Reproduce the commentary on Satya from "I had a different" to "involved in a gang.", changing "director" to "filmmaker".

* Quoted passage:
BEGIN

While the police completely ignore the process of the law, it almost seemed to me that the people were more afraid of the police than they were of gangs. The news programs dubbed the police “murderers and butchers.” There were human rights protests. The media looked as if it had a heyday with the amount of violence in the name of the law. The police force claimed they were cleaning up the criminal activity, but to the outside viewer, it certainly looks as if they are becoming just as bad as the criminals themselves, if not worse. At least the criminals acknowledge that they are behaving badly.
I had a different view than Rachel’s of some of Satya’s characteristics. Although I agree that Satya’s background is ambiguous and that the director chose to portray him this way to make the character and his situation universal instead of specific, I think that once we meet Satya, it is very clear that he is a violent character. He was clearly doomed to a life of violence and killing from the very beginning, even if he had avoided getting involved in a gang.

END

* Data section:
BEGIN

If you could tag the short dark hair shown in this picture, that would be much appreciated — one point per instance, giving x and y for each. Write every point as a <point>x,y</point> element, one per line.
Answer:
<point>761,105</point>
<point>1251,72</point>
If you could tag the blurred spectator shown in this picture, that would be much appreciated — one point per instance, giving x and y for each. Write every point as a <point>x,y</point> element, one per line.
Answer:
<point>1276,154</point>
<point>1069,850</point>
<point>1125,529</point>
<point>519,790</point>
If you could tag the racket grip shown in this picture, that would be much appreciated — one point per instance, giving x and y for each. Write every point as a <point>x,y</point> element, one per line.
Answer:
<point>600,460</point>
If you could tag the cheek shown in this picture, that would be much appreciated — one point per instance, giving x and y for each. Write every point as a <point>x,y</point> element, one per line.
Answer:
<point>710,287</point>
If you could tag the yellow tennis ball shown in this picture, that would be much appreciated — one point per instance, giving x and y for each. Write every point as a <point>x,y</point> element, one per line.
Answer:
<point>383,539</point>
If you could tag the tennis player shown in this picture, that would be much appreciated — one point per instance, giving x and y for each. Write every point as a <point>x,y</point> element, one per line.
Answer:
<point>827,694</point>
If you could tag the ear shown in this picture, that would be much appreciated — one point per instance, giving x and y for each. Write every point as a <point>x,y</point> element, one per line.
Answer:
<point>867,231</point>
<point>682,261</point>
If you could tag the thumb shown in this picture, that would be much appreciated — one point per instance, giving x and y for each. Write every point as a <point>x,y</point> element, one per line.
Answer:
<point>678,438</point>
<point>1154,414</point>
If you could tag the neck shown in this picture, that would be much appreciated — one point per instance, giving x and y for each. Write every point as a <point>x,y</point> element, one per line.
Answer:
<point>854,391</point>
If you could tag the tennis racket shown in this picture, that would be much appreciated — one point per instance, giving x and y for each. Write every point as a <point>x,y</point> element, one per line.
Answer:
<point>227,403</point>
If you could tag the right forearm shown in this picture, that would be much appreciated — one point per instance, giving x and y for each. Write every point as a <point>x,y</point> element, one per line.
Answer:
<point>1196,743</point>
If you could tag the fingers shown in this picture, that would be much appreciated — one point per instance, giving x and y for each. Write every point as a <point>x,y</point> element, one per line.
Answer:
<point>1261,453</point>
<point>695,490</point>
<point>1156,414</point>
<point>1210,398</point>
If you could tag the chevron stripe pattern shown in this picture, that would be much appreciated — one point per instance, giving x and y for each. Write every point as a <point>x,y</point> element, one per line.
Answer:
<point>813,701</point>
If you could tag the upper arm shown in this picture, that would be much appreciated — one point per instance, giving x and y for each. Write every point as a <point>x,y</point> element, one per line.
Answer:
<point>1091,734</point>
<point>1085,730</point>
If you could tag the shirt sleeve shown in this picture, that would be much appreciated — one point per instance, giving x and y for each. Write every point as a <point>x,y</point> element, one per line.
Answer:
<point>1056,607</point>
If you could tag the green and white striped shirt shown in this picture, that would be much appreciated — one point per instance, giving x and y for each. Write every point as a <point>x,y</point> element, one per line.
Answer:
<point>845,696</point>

END

* Completed task:
I had a different view than Rachel’s of some of Satya’s characteristics. Although I agree that Satya’s background is ambiguous and that the filmmaker chose to portray him this way to make the character and his situation universal instead of specific, I think that once we meet Satya, it is very clear that he is a violent character. He was clearly doomed to a life of violence and killing from the very beginning, even if he had avoided getting involved in a gang.